Task directions:
Select every line of the records below that contains the string "Step" and copy each such line.
***** Dataset entries
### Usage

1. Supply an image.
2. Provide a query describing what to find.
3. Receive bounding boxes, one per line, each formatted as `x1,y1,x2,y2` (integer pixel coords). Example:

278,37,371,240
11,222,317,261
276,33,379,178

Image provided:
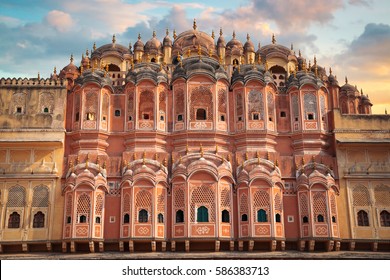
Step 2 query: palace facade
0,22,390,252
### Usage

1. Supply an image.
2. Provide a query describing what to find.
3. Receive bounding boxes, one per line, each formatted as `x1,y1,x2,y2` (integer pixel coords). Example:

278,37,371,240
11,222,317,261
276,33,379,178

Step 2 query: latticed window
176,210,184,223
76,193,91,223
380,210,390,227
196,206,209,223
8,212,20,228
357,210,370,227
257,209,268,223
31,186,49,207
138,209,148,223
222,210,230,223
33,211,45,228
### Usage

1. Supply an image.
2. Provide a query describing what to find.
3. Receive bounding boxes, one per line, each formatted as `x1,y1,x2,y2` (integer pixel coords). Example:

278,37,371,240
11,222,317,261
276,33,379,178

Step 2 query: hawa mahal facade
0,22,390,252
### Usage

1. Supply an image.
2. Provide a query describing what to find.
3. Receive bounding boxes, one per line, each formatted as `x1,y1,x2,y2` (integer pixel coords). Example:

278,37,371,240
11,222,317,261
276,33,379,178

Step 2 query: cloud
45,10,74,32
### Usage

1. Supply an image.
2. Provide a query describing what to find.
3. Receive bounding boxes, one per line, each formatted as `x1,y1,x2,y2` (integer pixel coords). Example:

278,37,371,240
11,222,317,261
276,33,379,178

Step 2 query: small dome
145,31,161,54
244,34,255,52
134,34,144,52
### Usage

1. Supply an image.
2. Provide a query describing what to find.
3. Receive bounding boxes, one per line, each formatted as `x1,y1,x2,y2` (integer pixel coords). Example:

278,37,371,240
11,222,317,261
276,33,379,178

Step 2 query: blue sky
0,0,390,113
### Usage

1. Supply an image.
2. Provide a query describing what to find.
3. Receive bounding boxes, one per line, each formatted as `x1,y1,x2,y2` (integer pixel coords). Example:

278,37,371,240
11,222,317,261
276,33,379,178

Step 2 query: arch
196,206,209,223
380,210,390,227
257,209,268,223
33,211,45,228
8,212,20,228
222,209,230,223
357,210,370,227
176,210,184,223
**********
***** Dataset entries
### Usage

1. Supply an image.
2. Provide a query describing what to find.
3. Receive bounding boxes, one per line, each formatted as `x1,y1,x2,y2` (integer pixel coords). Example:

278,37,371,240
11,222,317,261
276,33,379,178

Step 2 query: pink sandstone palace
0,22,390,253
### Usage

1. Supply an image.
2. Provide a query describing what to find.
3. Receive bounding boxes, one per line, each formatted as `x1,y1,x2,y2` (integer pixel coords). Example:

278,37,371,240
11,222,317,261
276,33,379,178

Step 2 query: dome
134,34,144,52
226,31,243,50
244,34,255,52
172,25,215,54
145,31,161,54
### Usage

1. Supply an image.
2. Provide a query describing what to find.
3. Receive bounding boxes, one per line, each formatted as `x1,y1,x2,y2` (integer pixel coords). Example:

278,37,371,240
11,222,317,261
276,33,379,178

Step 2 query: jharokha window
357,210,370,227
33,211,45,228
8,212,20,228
**********
Output for this exercise:
Step 2 query: palace facade
Step 2 query: latticed window
Step 2 query: hawa mahal facade
Step 2 query: cloud
Step 2 query: small dome
Step 2 query: blue sky
Step 2 query: arch
Step 2 query: pink sandstone palace
Step 2 query: dome
Step 2 query: jharokha window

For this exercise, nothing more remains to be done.